- [WHAT TO WORK ON]
Retype the passage of the differential density thread below, from "Even Angel Swords" up to and including "without knowing it.".

Differential Density

[Justin Gifford]

I followed a link to Angel Sword's site that somebody posted in another thread. In their definition of a "true sword" they make brief mention of differential density.

Differential Density – Some smiths believe in this technique, while others just as strongly claim that is has no basis or value. In any case, the concept is that the edge of a blade can be packed more densely than the body through hammer blows, thus giving it additional strength and hardness.

I don't mean to criticize or praise AngelSwords; I've never used any, or even seen any in real life, for that matter. I'm just curious about this differential density. I've never heard of it, so I wonder what any of the smiths around here have to say about it.

~JAG

[James Roberts]

As a scientist with a little metallurgy under the belt, I would say that differential density could well be possible- a lattice of metal with little carbon content will be denser than a highly carbonated (?) lattice. But when we discuss swords, the differences between one section of the blade and another are more likely to be the result of the changes in the actual structure of the steel. There are a lot of proven swordmaking techniques that have not so far been understood, but this is one claim that is very difficult to test. Rather just say that the edge has been hardened through hammering, or "differentially hardened".

[Michael Stora]

Originally posted by Justin Gifford
I followed a link to Angel Sword's site that somebody posted in another thread. In their definition of a "true sword" they make brief mention of differential density.



I don't mean to criticize or praise AngelSwords; I've never used any, or even seen any in real life, for that matter. I'm just curious about this differential density. I've never heard of it, so I wonder what any of the smiths around here have to say about it.

~JAG

Even Angel Swords says something like "some say" and not "we say" which is a darn good thing too . . .

I have a combined doctorate in materials science and engineering and say it is hogwash.

Any time you strain an elastic material, there is a small volume change because Poisson's ratio is not perfectly matched to constant volume, but this would have no effect with respect to the performance of a sword beyond that of the built-in strain. Now an edge under compressive strain is tougher than the edge of the same hardness without compression. That might be what they are alluding to without knowing it.

Mike

[C Taylor]

What they might be reffering to is the differential tempering done by japanese smiths, in which the blade of the sword has a higher carbon content than the belly of it, makeing the edge denser and harder, and holds an edge better. While the belly is flexible and soft.

- [DATA SHOWN]
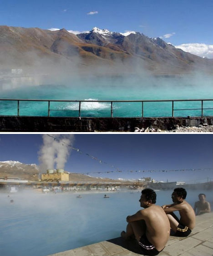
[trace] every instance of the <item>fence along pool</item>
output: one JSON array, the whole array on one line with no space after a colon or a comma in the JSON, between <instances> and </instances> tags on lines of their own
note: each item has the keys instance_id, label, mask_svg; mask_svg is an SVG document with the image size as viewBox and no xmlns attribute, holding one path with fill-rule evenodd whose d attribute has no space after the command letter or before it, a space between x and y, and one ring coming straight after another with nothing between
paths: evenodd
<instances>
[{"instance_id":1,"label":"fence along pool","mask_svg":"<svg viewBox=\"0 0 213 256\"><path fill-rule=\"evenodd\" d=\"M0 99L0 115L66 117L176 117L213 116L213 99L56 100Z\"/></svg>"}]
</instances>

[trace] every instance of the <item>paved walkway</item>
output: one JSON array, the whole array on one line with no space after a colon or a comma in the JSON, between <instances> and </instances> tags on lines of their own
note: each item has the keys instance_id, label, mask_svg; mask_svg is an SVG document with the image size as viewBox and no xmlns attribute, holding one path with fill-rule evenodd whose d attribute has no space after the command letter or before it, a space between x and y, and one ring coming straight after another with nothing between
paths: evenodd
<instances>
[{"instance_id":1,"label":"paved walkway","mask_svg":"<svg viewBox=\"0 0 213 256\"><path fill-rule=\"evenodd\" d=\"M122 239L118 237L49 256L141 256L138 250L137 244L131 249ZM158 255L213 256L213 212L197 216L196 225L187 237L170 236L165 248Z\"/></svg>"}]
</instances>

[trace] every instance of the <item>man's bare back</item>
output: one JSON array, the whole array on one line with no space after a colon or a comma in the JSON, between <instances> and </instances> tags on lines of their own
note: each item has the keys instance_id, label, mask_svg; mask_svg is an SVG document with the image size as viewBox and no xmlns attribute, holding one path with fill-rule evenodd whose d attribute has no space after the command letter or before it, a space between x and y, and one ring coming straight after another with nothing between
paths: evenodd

---

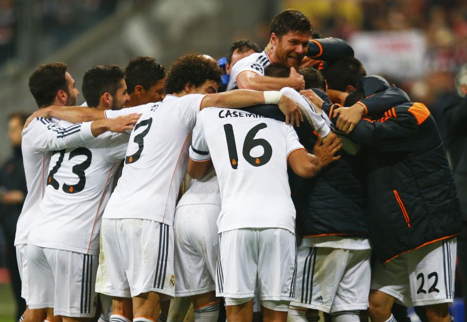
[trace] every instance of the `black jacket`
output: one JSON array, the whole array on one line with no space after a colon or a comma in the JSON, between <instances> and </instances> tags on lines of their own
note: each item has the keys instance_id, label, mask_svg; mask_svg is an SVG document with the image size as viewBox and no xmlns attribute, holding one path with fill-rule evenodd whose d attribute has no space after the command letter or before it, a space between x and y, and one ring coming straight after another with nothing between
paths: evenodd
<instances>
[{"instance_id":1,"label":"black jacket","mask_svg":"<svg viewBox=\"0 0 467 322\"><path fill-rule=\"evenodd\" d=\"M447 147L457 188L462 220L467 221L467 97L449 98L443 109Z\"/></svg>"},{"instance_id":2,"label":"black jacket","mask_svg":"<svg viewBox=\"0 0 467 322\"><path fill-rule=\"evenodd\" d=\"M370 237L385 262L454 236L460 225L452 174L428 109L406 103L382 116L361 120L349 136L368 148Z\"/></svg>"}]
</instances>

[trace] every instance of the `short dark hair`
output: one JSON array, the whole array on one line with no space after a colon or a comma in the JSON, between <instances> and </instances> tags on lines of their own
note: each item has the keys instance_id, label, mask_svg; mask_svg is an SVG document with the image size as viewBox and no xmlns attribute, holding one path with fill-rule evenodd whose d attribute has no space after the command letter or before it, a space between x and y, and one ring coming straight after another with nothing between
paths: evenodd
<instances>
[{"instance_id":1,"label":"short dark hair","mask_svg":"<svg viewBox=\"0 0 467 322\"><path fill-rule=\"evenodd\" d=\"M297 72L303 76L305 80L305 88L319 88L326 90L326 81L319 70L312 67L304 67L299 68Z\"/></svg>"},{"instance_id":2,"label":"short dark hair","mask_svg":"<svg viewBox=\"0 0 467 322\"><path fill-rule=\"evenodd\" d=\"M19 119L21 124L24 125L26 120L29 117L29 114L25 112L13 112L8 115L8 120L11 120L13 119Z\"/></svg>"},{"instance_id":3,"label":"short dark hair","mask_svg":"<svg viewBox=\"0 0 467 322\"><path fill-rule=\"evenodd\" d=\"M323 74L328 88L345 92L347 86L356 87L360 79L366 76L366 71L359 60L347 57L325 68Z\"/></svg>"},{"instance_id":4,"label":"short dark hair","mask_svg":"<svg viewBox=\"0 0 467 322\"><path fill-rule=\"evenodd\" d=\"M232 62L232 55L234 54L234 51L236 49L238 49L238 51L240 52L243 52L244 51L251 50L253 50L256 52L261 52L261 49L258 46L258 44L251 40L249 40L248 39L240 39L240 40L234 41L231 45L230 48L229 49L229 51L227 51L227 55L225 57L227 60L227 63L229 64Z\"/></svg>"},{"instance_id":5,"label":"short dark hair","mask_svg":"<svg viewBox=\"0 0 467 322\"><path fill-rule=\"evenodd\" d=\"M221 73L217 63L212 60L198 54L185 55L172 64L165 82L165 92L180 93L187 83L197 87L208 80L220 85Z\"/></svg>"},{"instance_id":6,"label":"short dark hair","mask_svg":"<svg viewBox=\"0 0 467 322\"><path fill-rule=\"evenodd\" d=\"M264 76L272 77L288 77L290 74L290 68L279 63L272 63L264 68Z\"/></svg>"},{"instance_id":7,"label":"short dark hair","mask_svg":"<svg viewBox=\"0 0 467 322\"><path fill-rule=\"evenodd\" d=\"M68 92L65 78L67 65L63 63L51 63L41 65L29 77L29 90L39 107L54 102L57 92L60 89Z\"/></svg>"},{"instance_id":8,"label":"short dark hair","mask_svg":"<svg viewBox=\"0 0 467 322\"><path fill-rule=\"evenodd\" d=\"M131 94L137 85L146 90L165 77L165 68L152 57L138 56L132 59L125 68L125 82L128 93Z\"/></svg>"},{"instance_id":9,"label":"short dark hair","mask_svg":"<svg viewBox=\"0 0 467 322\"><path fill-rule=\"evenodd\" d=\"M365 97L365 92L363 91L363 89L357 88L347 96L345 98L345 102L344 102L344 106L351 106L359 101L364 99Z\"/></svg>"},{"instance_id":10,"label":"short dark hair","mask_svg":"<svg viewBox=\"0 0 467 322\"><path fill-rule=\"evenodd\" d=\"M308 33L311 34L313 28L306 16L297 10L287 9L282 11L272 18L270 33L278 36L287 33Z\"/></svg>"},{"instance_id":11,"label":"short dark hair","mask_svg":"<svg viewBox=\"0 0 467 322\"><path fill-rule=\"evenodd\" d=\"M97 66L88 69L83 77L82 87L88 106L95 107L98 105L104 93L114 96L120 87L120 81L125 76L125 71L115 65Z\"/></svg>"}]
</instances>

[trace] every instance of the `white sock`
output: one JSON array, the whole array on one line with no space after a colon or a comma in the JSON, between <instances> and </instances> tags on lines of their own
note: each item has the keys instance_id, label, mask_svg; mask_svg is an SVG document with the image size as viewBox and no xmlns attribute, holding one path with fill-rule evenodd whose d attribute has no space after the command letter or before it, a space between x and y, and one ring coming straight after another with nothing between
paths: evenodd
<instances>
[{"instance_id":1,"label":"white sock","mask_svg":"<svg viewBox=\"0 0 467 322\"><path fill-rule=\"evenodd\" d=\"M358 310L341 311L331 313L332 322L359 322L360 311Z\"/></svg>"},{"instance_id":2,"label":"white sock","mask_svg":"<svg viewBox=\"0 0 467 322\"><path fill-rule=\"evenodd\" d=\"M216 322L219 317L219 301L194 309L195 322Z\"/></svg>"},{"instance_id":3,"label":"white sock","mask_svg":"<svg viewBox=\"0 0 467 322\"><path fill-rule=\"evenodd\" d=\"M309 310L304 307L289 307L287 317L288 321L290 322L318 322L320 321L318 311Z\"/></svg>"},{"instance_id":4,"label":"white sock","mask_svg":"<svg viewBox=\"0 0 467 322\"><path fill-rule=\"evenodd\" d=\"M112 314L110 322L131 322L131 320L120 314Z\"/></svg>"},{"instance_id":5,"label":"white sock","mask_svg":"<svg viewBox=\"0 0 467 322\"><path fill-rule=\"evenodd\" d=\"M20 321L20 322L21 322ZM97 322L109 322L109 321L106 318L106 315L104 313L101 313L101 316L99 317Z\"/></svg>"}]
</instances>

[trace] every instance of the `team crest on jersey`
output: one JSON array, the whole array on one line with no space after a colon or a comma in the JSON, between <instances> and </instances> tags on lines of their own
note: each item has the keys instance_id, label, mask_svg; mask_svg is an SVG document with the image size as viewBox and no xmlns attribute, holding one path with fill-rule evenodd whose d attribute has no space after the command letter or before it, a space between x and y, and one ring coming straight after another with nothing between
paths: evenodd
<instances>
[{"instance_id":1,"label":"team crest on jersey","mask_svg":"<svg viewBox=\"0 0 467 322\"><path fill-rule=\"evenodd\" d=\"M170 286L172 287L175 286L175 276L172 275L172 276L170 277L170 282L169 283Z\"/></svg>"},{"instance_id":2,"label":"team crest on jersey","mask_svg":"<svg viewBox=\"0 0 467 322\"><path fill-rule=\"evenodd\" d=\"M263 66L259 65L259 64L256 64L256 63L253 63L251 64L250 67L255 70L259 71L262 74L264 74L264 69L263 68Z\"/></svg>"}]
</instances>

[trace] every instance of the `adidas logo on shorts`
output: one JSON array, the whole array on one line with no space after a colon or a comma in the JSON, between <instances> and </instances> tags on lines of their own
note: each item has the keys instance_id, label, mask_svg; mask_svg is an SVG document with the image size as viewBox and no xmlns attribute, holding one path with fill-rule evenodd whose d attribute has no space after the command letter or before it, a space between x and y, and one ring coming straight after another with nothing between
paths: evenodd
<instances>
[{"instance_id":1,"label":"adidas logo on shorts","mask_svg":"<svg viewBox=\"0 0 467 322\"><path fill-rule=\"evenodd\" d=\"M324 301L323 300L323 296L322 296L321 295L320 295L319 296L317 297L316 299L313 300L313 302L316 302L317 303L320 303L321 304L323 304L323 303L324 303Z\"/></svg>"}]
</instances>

- [OUTPUT BELOW]
Even Angel Swords says something like "some say" and not "we say" which is a darn good thing too . . .

I have a combined doctorate in materials science and engineering and say it is hogwash.

Any time you strain an elastic material, there is a small volume change because Poisson's ratio is not perfectly matched to constant volume, but this would have no effect with respect to the performance of a sword beyond that of the built-in strain. Now an edge under compressive strain is tougher than the edge of the same hardness without compression. That might be what they are alluding to without knowing it.